### Provided text
--------------------------------------------------
I Don't Worship
by Paul Walker
G oing to Church often annoys me. All those hollow words we have
to say. Lined up in pews facing an empty table we tell the invisible host
that we are not worthy to be in his presence. We tell him we are wicked
but he is holy and always forgives.
I’ve always imagined that we say that last bit with our fingers
crossed. What if he doesn’t always forgive? Apparently he doesn’t
forgive the sin against the Holy Spirit. Only we don’t know what that is
(and if, as many Victorians said, it’s masturbation most of us are in
serious trouble).
The whole fantasy carries on - lots of people addressing words to
somebody who never answers. I realise that what follows is a parody, but I
suspect it’s nearer the truth than most of us would like to admit.
In some circles hymns take pride of place. I have to say that I can
just about take some of the traditional ones. But modern hymns with
vacuous words repeating again and again just how forgiving, loving,
majestic, marvellous and caring God is, prove impossible for me. If this
seems strange, let me explain. It's because I suspect that underlying
these hymns is a hidden threat that this God might just send us to eternal
damnation if we don’t mean what we sing.
Catholic worship is more subtle. The old incantations, the ancient
tunes, the mystical sights and holy smells appeal to me. Yet at the heart
of it lies a confidence trick. It is that the man at the altar (for it is
still usually a man) has been given some magical ability to turn a white
biscuit and some wine into the body and blood of Jesus. This claim is
obviously about power. The priest controls God, and is able to summon God
up with his words.
In most worship, of whatever hue, there is a belief that we are
unworthy and God is worthy. Increasingly as I take part in such activity I
am left cold. Why does God need me to say that God is wonderful? Is God
perhaps a little insecure, like my first girlfriend who wanted me to tell
her all the time that I loved her? The Hebrew Scriptures tell us that God
is jealous - which I’ve always thought odd because God apparently also
tells us that we mustn't covet.
--------------------------------------------------
### Contour labeling items
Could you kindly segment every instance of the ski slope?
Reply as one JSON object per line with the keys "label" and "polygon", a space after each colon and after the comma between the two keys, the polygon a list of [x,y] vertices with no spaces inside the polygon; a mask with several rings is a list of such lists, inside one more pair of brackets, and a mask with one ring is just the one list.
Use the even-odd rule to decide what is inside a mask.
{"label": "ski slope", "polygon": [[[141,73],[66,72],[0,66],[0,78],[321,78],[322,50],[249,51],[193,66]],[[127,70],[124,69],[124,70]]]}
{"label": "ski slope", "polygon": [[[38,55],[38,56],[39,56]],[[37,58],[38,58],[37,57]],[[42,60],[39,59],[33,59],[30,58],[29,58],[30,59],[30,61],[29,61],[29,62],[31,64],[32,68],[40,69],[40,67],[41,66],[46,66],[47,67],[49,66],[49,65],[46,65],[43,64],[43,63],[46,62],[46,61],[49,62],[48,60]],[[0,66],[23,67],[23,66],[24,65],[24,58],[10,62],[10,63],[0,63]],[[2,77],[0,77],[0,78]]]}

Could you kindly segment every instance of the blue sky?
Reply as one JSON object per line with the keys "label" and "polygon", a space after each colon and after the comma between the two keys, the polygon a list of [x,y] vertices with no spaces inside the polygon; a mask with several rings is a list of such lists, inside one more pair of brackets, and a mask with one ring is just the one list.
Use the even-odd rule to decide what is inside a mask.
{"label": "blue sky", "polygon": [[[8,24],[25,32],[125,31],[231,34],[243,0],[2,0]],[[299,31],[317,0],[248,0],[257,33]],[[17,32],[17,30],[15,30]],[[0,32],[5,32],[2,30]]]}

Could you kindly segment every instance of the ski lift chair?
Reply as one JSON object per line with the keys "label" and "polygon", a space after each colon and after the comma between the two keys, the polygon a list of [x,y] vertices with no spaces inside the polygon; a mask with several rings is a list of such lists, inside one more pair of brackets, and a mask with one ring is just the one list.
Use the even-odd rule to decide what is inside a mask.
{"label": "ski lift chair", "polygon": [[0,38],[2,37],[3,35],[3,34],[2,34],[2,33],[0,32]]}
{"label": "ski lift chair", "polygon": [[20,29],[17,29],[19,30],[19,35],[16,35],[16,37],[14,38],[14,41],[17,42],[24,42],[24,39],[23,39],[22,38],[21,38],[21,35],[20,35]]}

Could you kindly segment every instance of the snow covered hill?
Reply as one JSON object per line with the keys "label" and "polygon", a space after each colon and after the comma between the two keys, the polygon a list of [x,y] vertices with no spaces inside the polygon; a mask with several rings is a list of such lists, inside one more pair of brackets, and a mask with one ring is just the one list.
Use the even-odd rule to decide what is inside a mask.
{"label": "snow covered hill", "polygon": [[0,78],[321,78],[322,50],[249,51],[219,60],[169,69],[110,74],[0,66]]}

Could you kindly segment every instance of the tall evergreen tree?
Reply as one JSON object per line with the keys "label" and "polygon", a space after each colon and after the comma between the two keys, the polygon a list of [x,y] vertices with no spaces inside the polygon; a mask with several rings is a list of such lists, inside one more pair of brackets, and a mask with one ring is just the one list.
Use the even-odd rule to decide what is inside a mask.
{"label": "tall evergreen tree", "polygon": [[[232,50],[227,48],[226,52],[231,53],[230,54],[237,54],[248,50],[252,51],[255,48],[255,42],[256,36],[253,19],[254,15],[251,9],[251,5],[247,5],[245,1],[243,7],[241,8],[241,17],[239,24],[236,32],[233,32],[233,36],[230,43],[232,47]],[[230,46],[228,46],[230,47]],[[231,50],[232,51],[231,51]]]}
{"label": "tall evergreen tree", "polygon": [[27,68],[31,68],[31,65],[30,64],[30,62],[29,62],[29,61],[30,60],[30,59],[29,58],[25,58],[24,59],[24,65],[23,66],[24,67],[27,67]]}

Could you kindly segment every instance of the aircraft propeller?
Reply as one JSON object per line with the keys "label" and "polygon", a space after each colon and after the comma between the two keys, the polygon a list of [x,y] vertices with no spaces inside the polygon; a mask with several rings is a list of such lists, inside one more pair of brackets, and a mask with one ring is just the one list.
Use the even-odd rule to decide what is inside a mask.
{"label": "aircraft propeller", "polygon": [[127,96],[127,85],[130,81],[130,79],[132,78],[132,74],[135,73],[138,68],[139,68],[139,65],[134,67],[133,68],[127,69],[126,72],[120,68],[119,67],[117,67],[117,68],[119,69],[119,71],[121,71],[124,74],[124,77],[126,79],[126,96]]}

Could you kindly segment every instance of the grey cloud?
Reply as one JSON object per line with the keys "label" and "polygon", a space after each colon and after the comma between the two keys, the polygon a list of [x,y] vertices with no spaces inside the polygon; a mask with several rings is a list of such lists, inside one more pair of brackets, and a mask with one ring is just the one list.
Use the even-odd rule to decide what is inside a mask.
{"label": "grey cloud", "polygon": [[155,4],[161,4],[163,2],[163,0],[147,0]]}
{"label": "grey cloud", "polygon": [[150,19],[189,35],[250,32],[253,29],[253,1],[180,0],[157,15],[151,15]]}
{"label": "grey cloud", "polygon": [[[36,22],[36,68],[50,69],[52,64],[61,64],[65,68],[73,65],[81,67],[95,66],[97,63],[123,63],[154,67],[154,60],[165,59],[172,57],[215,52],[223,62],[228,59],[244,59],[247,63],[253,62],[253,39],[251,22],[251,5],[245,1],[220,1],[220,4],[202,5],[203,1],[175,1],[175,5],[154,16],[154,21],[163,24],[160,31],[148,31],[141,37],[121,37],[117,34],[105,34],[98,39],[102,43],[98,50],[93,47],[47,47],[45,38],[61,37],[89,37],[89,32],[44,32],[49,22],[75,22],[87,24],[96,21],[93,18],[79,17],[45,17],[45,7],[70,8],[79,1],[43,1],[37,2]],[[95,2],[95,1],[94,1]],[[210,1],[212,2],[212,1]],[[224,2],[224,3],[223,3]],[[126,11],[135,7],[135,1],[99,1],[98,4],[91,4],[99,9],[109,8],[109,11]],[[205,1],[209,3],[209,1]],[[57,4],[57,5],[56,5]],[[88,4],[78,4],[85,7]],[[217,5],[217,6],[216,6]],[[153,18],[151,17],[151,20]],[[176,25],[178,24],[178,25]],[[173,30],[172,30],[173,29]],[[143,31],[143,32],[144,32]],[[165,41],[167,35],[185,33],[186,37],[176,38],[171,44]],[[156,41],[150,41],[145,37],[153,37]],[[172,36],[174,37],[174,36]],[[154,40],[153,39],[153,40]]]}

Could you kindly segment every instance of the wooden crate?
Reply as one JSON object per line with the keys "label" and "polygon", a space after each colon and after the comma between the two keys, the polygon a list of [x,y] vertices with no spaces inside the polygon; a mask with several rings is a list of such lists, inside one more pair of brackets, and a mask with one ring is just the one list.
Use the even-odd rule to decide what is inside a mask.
--------------------------------------------------
Copy out the entire essay on worship above, word for word.

I Don't Worship
by Paul Walker
G oing to Church often annoys me. All those hollow words we have
to say. Lined up in pews facing an empty table we tell the invisible host
that we are not worthy to be in his presence. We tell him we are wicked
but he is holy and always forgives.
I’ve always imagined that we say that last bit with our fingers
crossed. What if he doesn’t always forgive? Apparently he doesn’t
forgive the sin against the Holy Spirit. Only we don’t know what that is
(and if, as many Victorians said, it’s masturbation most of us are in
serious trouble).
The whole fantasy carries on - lots of people addressing words to
somebody who never answers. I realise that what follows is a parody, but I
suspect it’s nearer the truth than most of us would like to admit.
In some circles hymns take pride of place. I have to say that I can
just about take some of the traditional ones. But modern hymns with
vacuous words repeating again and again just how forgiving, loving,
majestic, marvellous and caring God is, prove impossible for me. If this
seems strange, let me explain. It's because I suspect that underlying
these hymns is a hidden threat that this God might just send us to eternal
damnation if we don’t mean what we sing.
Catholic worship is more subtle. The old incantations, the ancient
tunes, the mystical sights and holy smells appeal to me. Yet at the heart
of it lies a confidence trick. It is that the man at the altar (for it is
still usually a man) has been given some magical ability to turn a white
biscuit and some wine into the body and blood of Jesus. This claim is
obviously about power. The priest controls God, and is able to summon God
up with his words.
In most worship, of whatever hue, there is a belief that we are
unworthy and God is worthy. Increasingly as I take part in such activity I
am left cold. Why does God need me to say that God is wonderful? Is God
perhaps a little insecure, like my first girlfriend who wanted me to tell
her all the time that I loved her? The Hebrew Scriptures tell us that God
is jealous - which I’ve always thought odd because God apparently also
tells us that we mustn't covet.